- _Work to complete_:
I would like you to transcribe all of the data exactly.

- _Information given_:
***
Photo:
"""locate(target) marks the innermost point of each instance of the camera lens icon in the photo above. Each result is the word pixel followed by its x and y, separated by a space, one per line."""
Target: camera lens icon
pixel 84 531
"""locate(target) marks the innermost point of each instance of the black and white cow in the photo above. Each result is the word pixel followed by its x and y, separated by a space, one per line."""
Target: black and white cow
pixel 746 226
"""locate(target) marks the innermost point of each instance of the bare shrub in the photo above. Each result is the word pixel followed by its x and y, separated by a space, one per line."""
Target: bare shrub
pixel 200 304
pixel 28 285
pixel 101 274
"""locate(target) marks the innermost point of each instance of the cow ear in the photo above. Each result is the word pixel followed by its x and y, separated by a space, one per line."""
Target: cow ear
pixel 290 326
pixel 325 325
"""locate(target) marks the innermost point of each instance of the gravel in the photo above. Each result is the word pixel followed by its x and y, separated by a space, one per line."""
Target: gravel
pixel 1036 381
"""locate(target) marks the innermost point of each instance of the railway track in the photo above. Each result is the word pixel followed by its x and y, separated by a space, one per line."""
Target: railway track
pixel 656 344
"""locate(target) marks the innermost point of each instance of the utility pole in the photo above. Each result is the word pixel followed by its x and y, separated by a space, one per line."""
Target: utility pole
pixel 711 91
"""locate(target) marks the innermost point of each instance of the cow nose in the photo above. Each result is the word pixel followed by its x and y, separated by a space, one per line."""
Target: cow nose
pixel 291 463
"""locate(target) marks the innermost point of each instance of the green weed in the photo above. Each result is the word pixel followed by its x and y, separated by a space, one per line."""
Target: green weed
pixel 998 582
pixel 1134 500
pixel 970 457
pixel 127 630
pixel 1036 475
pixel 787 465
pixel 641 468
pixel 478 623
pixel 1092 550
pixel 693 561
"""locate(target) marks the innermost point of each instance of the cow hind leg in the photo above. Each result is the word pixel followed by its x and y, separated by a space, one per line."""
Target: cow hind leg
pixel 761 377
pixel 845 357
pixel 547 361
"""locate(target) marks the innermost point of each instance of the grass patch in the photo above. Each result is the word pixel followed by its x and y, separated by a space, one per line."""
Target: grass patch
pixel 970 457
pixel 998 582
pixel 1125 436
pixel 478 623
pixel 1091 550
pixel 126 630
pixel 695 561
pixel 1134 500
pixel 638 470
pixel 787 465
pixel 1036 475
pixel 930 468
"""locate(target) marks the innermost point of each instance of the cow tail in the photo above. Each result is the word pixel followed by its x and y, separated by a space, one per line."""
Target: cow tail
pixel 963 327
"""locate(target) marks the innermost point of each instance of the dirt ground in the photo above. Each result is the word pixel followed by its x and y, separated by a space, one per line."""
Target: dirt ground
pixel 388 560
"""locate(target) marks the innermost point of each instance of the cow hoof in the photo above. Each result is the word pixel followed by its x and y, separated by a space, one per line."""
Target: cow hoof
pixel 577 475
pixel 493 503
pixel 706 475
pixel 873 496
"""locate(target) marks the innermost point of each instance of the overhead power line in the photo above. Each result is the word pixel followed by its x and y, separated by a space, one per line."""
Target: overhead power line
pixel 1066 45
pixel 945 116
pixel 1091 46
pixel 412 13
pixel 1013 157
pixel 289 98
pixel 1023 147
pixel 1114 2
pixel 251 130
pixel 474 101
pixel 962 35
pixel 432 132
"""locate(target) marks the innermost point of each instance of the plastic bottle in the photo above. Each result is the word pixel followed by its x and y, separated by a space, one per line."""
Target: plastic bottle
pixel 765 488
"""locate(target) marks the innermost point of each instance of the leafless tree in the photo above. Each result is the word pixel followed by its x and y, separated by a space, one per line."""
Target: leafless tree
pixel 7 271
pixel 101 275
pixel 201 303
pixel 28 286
***
- _Response box_:
Photo:
"""locate(target) marks the innermost point of each instance of the camera lens icon in the photo above. Each result is the word pixel followed by its x and y, separated by a space, one per line."""
Target: camera lens icon
pixel 84 531
"""locate(target) marks the innermost point of each instance of the black and white cow in the photo above. Each result is the word pixel followed by its x and y, separated by a space, one per line."""
Target: black and white cow
pixel 746 226
"""locate(target) marks the innermost point of each instance of the bare shrub in the photo above. Each result is the word pixel followed by its x and y, separated by a space, one per line."""
Target: bare shrub
pixel 200 304
pixel 28 285
pixel 101 274
"""locate(target) marks the innermost point of each instance of the cow ear in the photo above. Each result is the word pixel followed by its x and y, separated by a space, one per line."""
Target: cow ear
pixel 290 326
pixel 325 325
"""locate(target) marks the innermost point of each instance of the gravel in the photo above. Each result is the word pixel followed by its x and y, separated by a space, one per line."""
Target: gravel
pixel 1036 381
"""locate(target) marks the innermost point of each instance of the railway track in the photo above. Each result is the word pixel followed by its x and y, separated by a space, one per line."""
Target: railway track
pixel 656 344
"""locate(target) marks the innermost point of each instance of the utility pole in the photo above. Each result is the word pixel followed by its x and y, separated by a space, one per line."""
Target: utility pole
pixel 711 91
"""locate(target) marks the innermost point of each instance of the cow nose in the photo above. Each result is the word pixel followed by its x and y, separated by a space, one per line."""
Target: cow nose
pixel 291 463
"""locate(target) marks the innermost point of each instance of the green weed in the photo above. Each result is the word pixel followed by its x and y, separated by a space, one per line."""
Target: green weed
pixel 998 582
pixel 1134 500
pixel 970 457
pixel 127 630
pixel 1036 475
pixel 787 465
pixel 641 468
pixel 478 623
pixel 1092 550
pixel 693 561
"""locate(target) marks the innermost point of each instance of the cow hind leg in the photo above. Each result is the word pixel followed by its x and y, separated by a space, one per line."""
Target: cow hind leg
pixel 761 377
pixel 845 357
pixel 547 361
"""locate(target) marks the innermost point of each instance of the grass patch in the photo above. Each result is the word pixel followed by its x and y, separated by a space, one per line."""
Target: grass patch
pixel 970 457
pixel 998 582
pixel 1125 436
pixel 478 623
pixel 1091 550
pixel 126 630
pixel 695 561
pixel 1134 500
pixel 638 470
pixel 787 465
pixel 1036 475
pixel 930 468
"""locate(target) marks the innermost point of each instance of the cow tail in the photo above. Each result is the word pixel followed by its x and y, separated by a space, one per line."""
Target: cow tail
pixel 963 327
"""locate(target) marks the innermost point of each instance of the dirt ground in the photo above. Each result is the word pixel followed by its x and y, separated by a space, one per line."""
Target: dirt ground
pixel 388 560
"""locate(target) marks the innermost point of each instance of the cow hoof in the photo above. Each result is the word pixel followed by its x and y, separated by a space, one per line."""
Target: cow hoof
pixel 577 475
pixel 493 503
pixel 706 475
pixel 873 496
"""locate(target) marks the innermost point of each instance of the overhead power line in the photo above. Each result is the word pixel followed by its x and y, separated by a space, one per line."""
Target: overhead power line
pixel 1066 45
pixel 945 116
pixel 1091 46
pixel 412 13
pixel 1013 157
pixel 289 98
pixel 1023 147
pixel 1114 2
pixel 251 130
pixel 474 101
pixel 962 35
pixel 432 132
"""locate(target) marks the innermost point of each instance of the plastic bottle in the photo above. Each result is the word pixel followed by its x and y, separated by a space, one per line."""
Target: plastic bottle
pixel 765 488
"""locate(target) marks the innermost point of each instance of the leafless tree in the photo above. Each result is the word pixel followed by its x and y, separated by a space, one per line."""
Target: leafless tree
pixel 7 271
pixel 101 275
pixel 201 303
pixel 28 286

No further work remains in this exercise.